## Your task
Show every line in the entries below that contains the word "robe", copying each one unchanged.

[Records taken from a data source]
• • • • •

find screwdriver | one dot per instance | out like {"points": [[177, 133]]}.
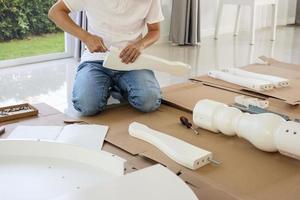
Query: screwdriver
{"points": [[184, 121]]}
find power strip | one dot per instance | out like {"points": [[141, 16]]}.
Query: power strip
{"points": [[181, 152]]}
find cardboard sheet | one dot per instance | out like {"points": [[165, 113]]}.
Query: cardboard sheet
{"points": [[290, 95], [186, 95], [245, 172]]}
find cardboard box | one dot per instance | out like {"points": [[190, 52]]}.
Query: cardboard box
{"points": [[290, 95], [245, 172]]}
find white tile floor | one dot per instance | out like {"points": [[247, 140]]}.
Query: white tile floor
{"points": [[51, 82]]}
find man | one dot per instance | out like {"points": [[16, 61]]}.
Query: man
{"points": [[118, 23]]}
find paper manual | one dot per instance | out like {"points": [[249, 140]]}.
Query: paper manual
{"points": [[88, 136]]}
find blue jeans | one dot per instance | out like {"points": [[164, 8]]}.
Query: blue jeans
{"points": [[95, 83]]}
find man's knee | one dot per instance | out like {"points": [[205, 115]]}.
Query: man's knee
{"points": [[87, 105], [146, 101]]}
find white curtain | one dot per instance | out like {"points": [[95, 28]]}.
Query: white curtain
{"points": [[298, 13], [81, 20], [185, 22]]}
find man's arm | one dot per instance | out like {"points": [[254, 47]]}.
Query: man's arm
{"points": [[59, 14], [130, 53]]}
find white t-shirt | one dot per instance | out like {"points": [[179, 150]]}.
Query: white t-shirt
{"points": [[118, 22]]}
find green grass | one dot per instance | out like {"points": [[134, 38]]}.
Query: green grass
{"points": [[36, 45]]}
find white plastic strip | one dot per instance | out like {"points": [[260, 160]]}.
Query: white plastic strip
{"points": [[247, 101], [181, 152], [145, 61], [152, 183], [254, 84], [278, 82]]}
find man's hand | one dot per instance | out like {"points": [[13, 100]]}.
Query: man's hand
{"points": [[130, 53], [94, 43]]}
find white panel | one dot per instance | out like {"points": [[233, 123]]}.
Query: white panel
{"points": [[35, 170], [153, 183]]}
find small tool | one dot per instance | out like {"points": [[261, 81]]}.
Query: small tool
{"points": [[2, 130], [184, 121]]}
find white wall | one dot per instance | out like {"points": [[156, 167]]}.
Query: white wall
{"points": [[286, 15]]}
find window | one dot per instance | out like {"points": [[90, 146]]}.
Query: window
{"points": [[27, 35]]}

• • • • •

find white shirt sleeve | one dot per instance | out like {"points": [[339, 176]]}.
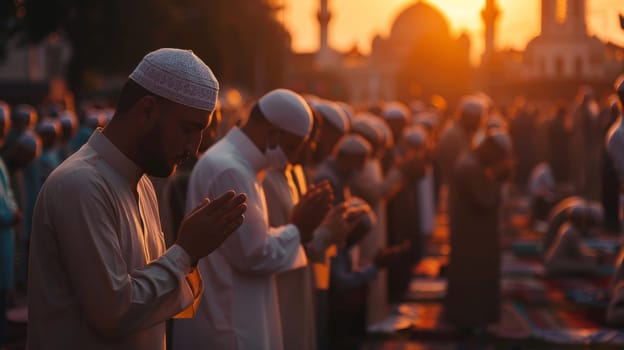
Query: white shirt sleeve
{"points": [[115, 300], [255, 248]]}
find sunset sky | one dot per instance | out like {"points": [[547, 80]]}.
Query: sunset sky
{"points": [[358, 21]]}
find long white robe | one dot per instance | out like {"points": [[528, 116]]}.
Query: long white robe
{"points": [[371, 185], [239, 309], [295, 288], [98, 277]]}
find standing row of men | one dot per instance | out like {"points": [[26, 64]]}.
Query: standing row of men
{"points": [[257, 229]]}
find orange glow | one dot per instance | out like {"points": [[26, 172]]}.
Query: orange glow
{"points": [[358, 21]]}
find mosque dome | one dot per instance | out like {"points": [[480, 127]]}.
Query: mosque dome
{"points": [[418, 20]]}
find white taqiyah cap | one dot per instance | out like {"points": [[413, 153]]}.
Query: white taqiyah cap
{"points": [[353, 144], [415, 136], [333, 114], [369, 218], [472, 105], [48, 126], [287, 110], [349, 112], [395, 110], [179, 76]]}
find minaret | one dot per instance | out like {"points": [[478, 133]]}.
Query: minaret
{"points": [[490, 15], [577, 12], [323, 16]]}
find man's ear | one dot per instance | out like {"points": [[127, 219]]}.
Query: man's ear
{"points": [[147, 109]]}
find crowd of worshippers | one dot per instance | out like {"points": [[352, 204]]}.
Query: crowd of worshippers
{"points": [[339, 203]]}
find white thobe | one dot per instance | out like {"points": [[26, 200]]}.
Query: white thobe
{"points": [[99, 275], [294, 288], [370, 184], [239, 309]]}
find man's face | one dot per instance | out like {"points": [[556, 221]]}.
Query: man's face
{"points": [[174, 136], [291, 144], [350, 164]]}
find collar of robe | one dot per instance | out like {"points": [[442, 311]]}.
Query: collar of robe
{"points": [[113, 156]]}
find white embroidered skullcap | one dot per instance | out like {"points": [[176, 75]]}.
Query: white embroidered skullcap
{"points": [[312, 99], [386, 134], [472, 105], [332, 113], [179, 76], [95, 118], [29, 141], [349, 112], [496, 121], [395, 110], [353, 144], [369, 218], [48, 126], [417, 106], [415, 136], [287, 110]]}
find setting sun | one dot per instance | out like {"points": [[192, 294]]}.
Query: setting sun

• • • • •

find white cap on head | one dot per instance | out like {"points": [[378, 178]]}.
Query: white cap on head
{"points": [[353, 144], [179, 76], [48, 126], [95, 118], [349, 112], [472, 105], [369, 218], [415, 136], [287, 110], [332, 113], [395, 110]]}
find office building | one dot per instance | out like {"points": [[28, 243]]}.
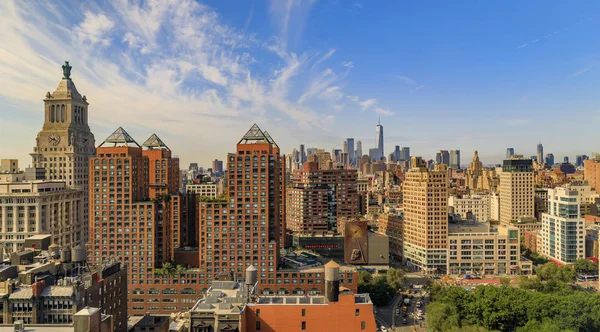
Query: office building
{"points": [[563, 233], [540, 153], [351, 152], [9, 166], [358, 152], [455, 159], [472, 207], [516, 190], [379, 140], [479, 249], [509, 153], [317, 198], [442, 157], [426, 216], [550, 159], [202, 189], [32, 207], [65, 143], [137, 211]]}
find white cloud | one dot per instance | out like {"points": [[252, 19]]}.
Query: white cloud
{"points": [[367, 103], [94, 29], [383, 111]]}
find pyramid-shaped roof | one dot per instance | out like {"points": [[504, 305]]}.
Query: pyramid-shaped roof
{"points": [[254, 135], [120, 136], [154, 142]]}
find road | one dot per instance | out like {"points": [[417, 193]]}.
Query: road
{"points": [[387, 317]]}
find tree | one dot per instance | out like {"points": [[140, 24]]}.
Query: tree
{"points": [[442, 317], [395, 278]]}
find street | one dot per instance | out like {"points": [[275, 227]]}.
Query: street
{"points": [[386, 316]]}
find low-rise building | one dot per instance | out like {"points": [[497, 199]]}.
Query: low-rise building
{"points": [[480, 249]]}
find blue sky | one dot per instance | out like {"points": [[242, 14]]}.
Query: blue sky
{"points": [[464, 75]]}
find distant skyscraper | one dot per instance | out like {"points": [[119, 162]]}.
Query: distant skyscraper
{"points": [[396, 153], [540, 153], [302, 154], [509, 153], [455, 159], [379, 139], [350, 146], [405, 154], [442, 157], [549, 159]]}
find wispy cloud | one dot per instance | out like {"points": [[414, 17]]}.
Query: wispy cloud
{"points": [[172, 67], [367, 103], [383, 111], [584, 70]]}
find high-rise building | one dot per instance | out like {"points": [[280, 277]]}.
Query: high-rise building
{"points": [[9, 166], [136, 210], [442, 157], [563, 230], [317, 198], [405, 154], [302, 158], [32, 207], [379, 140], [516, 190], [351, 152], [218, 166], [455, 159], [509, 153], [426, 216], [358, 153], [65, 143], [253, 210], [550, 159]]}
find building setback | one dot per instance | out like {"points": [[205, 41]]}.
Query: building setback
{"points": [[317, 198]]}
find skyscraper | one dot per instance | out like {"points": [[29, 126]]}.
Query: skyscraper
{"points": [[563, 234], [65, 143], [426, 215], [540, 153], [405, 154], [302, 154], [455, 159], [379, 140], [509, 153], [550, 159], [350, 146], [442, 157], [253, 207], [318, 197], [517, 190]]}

• • • • •

## Full output
find long white robe | one dot per instance | out like {"points": [[528, 116]]}.
Query: long white robe
find collar of robe | one dot per instance | out like {"points": [[442, 311]]}.
Query: collar of robe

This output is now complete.